**Exercise A**
According to the report on Rebecca Cheptegei's death, what share of her body was burned in the attack?
**Exercise B**
Write a continuation of the report on Rebecca Cheptegei's death, starting after its last sentence.

**Selected passage**
------------------------------------------------------------
Rebecca Cheptegei, Ugandan Olympic Athlete dead after arson attack by lover

 

 

Ugandan athlete Rebecca Cheptegei who was on Sunday attacked and set on fire by her boyfriend has sadly passed on.

Cheptegei, a distance runner who finished at the 44th position at the 2024 Paris Olympics died at the Moi Teaching and Referral Hospital in Eldoret where she was admitted to the ICU.

The Hospital’s acting Director Dr Owen Menach confirmed she died last night after all her organs failed. “Unfortunately, we lost her after all her organs failed last night,” said Dr Menach, adding that the hospital would give a full report on the matter later in the day

Cheptegei who was staying at her house in the western Trans Nzoia County is said to have sustained 80 per cent burn injuries in the attack when her boyfriend doused her body with petrol and set her on fire.

The burns damaged most of her organs.

The said boyfriend Dickson Ndiema Marangach also sustained burn injuries during the attack and was also admitted to the same ICU facility with about 30 per cent burns.

On Sunday, Marangach is said to have sneaked into Cheptegei’s home with a five-litre jerrican full of petrol.

It is alleged that Cheptegei had gone to church with their children and when she returned, the man poured petrol on her and lit fire.

The athlete’s father Mzee Joseph Cheptegiei clarified that the two were just friends for some time and had been quarrelling over her land at Endebes in Trans Nzoia where the attack occurred.

“They were just friends and I wonder why he wanted to take away things belonging to my daughter,” Mzee Cheptegei stated, adding that the two had a case which was being investigated by the DCI.

Mzee Cheptegei said the two had separated for long but on Sunday the Marangach sneaked into the home where he staged the attack.

Cheptegei is survived by two children whose father is a different person living in Uganda.

Growing pattern of domestic violence

Cheptegei is not the first high-profile athlete to make headlines as the victim of domestic assault in Kenya. The most prominent case is that of Agnes Tirop.

In 2021, record-breaking Kenyan runner Tirop was found stabbed to death in her home. Tirop’s estranged husband Emmanuel Ibrahim Rotich, who denies involvement, is now being tried for her murder.

Tirop’s family and fellow Kenyan athletes launched a foundation in her honour to combat gender-based violence – Tirop’s Angels – which recently opened a centre in Kenya’s western town of Iten.

In 2023, Ugandan Olympic runner and steeplechaser Benjamin Kiplagat was found dead with stab wounds. His body was discovered in a car on the outskirts of Eldoret.
------------------------------------------------------------
**Source data**
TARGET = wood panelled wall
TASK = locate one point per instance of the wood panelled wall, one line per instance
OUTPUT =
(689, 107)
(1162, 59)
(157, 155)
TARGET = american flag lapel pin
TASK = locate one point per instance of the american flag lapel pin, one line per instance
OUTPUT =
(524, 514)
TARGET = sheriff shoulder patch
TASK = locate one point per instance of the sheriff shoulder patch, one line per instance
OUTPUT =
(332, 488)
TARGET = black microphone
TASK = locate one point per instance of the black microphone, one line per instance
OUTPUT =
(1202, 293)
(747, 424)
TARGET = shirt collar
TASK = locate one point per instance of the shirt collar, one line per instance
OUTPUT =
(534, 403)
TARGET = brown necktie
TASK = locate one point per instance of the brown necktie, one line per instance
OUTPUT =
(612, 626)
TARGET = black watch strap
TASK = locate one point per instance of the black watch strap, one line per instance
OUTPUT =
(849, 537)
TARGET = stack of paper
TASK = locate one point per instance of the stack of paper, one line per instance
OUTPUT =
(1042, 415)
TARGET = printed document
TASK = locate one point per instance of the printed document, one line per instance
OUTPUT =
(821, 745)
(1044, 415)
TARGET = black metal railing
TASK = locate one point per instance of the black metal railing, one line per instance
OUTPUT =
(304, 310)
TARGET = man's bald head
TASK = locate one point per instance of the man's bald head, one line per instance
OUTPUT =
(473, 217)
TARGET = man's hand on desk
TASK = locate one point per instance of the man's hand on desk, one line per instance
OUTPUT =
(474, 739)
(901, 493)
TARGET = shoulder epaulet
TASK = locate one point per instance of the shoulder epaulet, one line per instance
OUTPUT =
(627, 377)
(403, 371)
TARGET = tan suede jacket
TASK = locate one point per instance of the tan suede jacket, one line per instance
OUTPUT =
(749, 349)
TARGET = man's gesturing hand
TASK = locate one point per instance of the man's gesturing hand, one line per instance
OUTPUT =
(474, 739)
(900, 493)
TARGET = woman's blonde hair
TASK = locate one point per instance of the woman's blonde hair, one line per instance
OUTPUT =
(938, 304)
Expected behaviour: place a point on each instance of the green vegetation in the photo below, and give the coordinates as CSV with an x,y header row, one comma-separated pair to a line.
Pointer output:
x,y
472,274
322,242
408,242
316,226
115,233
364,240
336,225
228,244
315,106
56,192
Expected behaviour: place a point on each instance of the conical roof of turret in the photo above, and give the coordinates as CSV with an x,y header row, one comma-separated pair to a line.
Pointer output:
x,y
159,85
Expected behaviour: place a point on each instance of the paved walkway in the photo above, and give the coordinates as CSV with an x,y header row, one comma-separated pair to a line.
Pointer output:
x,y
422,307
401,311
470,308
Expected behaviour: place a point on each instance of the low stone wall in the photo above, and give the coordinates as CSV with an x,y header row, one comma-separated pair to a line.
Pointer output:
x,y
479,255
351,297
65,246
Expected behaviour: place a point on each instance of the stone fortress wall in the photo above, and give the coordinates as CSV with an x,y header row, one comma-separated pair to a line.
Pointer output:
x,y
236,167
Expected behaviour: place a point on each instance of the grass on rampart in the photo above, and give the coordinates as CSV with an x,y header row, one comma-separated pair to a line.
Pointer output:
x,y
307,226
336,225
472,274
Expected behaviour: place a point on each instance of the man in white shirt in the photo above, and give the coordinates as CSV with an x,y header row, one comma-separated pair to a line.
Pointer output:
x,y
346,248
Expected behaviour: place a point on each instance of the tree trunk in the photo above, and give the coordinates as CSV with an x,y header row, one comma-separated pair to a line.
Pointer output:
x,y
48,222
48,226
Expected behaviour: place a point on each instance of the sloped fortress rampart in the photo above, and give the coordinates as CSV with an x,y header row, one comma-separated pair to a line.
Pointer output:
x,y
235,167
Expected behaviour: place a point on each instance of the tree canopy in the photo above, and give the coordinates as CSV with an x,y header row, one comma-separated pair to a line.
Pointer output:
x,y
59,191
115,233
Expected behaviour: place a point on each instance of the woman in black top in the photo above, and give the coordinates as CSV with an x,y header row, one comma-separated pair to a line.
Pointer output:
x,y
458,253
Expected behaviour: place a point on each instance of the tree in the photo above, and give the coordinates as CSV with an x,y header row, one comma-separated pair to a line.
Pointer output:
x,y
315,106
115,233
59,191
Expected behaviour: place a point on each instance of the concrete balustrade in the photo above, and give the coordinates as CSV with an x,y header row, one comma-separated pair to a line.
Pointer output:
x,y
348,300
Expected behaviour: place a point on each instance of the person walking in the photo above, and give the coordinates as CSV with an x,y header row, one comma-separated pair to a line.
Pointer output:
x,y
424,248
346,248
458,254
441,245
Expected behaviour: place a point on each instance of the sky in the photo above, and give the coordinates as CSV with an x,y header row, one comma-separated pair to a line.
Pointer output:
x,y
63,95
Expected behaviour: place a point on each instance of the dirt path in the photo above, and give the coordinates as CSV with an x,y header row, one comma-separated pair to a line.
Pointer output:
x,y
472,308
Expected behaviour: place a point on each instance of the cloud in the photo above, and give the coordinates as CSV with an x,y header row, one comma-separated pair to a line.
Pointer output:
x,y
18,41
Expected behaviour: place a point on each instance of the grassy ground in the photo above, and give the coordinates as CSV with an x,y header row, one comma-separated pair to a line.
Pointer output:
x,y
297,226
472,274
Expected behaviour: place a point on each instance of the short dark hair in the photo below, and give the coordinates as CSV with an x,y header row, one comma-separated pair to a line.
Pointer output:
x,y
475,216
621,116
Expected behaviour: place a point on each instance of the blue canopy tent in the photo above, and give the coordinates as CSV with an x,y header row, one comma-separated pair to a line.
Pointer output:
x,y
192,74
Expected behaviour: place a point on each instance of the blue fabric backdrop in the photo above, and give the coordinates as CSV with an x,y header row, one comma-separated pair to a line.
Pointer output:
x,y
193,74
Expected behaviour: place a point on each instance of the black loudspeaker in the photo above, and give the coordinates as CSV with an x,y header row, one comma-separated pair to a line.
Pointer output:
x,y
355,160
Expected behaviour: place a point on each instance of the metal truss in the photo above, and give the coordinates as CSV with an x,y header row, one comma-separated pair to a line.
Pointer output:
------------------------------------------------------------
**Expected answer A**
80 percent

**Expected answer B**
Earlier in 2022, Kenyan-born Bahraini athlete Damaris Muthee was found dead, with a post-mortem examination revealing that she had been strangled.

In October 2021, the night before Tirop’s death, a twenty-seven-year-old runner named Edith Muthoni, who lived east of Nairobi, was killed; her throat was slit with a machete.

In 2014, Lucy Kabuu, another runner, was sued by her ex-husband for control of half of her properties. In the Daily Nation, Kabuu argued that although some of the properties are in his name, she bought them all with her winnings; she has also accused him of stealing from her bank accounts and assaulting her.

(Kabuu’s ex-husband has denied the allegations, according to the Daily Nation, and argued that he contributed to the acquisition and development of several pieces of land. The case is ongoing.)

This past February, the Olympic gold medallist Vivian Cheruiyot told another Kenyan paper, the Standard, that her husband, Moses Kiplagat, had taken control of her properties, including gas stations and farmland, and that, when she objected, he abused her physically and psychologically. (Kiplagat has denied the allegations, the Standard reported and claimed that Cheruiyot was facing undisclosed social challenges.)

Family pressures and rivalries have been quoted as central to the raging fire that has cost many young souls their lives. Cases of control by partners have also been found.

Martha Akello, a runner, who lived next door to the Tirops in Iten, was disturbed by Rotich’s controlling behavior.

“We were neighbors, but he did not permit her to mingle with the other ladies,” she said in a previous interview with the New Yorker magazine.

“He had to accompany her to training. It’s like she was living in prison.”

There are also cases of insecurity as most of these husbands entirely depend on their talented partners for a livelihood.